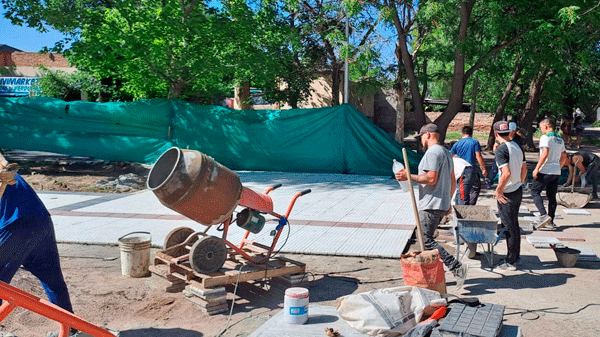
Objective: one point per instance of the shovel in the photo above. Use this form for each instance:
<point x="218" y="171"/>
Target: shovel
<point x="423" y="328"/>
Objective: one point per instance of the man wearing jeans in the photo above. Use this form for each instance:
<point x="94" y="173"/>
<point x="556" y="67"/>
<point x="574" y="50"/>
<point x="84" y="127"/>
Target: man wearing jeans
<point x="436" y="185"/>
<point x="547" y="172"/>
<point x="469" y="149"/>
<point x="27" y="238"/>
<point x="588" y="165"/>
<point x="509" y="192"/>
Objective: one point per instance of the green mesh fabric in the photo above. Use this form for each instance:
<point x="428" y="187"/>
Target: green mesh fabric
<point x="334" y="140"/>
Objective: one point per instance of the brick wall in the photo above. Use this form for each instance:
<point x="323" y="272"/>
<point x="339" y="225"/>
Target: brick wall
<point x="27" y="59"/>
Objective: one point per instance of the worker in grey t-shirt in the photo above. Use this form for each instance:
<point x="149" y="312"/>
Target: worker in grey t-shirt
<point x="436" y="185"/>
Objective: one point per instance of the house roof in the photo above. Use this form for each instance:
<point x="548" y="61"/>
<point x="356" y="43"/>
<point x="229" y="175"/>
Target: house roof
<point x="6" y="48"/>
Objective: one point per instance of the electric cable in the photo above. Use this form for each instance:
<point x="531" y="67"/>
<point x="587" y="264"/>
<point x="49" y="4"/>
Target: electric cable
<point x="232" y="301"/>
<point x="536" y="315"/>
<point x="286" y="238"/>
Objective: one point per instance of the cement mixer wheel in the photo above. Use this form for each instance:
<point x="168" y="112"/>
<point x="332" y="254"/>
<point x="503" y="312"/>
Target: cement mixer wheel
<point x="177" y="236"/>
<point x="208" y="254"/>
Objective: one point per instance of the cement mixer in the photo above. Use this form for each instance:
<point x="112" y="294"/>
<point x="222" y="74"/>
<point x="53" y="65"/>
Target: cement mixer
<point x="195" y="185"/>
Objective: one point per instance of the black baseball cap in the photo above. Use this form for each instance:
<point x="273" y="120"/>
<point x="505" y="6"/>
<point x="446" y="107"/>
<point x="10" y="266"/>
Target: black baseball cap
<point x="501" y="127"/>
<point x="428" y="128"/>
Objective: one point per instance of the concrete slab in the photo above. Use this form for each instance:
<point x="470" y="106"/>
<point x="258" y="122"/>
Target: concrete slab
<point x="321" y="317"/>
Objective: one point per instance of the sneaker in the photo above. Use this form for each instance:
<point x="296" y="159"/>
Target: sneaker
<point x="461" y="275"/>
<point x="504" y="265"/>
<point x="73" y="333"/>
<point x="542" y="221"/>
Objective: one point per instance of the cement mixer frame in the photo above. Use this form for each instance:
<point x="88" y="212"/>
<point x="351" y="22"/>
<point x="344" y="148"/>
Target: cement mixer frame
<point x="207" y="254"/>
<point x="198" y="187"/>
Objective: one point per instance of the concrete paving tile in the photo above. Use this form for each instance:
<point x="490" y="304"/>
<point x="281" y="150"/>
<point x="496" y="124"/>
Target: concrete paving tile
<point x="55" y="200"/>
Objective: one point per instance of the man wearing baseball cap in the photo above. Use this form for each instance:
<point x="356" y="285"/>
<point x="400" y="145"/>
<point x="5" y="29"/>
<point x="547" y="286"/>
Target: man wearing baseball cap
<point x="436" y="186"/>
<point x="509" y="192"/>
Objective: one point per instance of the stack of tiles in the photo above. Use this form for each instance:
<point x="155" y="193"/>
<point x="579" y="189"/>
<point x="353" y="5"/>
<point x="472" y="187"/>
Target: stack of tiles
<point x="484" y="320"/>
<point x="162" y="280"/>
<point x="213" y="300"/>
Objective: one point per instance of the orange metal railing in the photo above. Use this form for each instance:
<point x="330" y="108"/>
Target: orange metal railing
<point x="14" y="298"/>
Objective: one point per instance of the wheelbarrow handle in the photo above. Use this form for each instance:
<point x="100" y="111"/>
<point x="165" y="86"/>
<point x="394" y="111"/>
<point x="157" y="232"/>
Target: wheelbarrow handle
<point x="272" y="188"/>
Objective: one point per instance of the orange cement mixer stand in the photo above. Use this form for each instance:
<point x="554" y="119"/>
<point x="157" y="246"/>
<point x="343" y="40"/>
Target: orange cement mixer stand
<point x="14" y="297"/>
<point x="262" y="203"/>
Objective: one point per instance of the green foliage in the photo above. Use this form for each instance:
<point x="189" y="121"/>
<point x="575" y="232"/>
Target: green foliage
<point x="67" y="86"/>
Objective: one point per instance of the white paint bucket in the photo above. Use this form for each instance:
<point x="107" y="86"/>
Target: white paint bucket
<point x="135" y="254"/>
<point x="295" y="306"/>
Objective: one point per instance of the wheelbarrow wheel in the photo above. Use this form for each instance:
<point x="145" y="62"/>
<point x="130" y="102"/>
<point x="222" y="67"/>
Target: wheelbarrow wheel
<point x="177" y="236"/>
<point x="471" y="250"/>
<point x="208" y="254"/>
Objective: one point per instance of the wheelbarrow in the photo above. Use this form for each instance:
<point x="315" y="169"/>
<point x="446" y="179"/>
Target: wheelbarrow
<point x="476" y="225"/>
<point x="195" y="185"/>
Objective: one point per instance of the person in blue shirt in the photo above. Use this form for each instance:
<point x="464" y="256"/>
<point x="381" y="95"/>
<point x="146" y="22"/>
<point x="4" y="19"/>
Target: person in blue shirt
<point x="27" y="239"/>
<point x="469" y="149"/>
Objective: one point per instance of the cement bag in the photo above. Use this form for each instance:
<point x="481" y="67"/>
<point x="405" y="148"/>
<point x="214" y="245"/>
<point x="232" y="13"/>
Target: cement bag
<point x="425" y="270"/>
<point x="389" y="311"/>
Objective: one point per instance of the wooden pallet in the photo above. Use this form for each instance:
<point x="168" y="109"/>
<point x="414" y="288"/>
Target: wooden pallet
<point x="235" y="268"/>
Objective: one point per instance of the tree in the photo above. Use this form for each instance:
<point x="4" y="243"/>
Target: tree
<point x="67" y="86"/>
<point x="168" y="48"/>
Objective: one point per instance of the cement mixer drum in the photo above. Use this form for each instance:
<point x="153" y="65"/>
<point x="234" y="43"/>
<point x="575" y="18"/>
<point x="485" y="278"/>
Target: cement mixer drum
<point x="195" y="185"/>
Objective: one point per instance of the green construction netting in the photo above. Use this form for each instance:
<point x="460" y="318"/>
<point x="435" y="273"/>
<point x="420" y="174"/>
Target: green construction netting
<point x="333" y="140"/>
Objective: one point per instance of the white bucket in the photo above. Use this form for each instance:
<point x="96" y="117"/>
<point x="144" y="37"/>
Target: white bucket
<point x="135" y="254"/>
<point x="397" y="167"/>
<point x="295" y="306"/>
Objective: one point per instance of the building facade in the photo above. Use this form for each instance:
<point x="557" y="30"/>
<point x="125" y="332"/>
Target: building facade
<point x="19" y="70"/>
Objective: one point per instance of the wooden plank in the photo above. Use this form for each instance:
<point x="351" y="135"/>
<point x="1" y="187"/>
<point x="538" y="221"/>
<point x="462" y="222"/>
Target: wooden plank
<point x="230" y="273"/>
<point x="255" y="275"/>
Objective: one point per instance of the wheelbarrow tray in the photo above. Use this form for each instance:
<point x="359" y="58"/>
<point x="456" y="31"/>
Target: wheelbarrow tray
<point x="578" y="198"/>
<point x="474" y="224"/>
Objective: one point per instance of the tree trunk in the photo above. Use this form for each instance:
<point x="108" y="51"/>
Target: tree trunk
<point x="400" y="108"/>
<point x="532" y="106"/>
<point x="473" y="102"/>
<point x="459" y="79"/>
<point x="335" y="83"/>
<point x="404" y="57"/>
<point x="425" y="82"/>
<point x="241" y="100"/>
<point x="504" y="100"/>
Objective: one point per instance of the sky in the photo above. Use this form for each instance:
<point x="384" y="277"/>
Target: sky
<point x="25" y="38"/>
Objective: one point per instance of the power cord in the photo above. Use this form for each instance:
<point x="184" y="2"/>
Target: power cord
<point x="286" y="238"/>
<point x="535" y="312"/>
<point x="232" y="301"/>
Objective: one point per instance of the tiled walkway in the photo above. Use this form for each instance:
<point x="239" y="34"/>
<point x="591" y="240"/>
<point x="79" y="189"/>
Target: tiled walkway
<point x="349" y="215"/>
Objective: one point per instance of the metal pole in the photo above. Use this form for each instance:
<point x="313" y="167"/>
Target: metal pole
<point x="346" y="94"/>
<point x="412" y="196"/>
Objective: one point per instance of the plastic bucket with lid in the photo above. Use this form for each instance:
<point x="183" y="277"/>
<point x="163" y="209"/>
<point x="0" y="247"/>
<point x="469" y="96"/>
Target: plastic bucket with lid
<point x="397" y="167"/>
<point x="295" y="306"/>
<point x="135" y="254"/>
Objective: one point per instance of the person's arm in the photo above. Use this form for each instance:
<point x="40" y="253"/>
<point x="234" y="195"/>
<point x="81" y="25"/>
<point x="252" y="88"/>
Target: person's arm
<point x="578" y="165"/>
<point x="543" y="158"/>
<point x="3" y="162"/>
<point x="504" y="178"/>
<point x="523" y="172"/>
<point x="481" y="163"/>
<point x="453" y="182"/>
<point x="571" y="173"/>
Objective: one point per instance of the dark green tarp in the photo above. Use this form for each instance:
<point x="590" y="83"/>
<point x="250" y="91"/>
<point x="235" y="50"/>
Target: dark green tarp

◆ ◆ ◆ ◆ ◆ ◆ ◆

● **WORK TO DO**: Using the material above, reproduce exactly the line that contains "Objective: one point per instance of the metal" and all lines after it through the last one, and only those.

● **FINAL RESULT**:
Objective: one point per instance of the metal pole in the photo above. Use this form for each instance:
<point x="313" y="167"/>
Target: metal pole
<point x="346" y="94"/>
<point x="412" y="196"/>
Objective: one point per instance of the plastic bucket with lid in the photo above. Use this form for each instance:
<point x="183" y="277"/>
<point x="163" y="209"/>
<point x="0" y="247"/>
<point x="469" y="96"/>
Target: plastic bucket with lid
<point x="397" y="167"/>
<point x="295" y="306"/>
<point x="135" y="254"/>
Objective: one point per instance of the person's arm in the photo above. Use this form for each instance:
<point x="40" y="253"/>
<point x="234" y="195"/>
<point x="81" y="25"/>
<point x="252" y="88"/>
Target: person's arm
<point x="578" y="165"/>
<point x="543" y="158"/>
<point x="3" y="162"/>
<point x="504" y="178"/>
<point x="523" y="172"/>
<point x="481" y="163"/>
<point x="453" y="182"/>
<point x="571" y="173"/>
Objective: one point per instance of the dark green tarp in the photo above. Use this form for each instance:
<point x="590" y="83"/>
<point x="250" y="91"/>
<point x="235" y="50"/>
Target: dark green tarp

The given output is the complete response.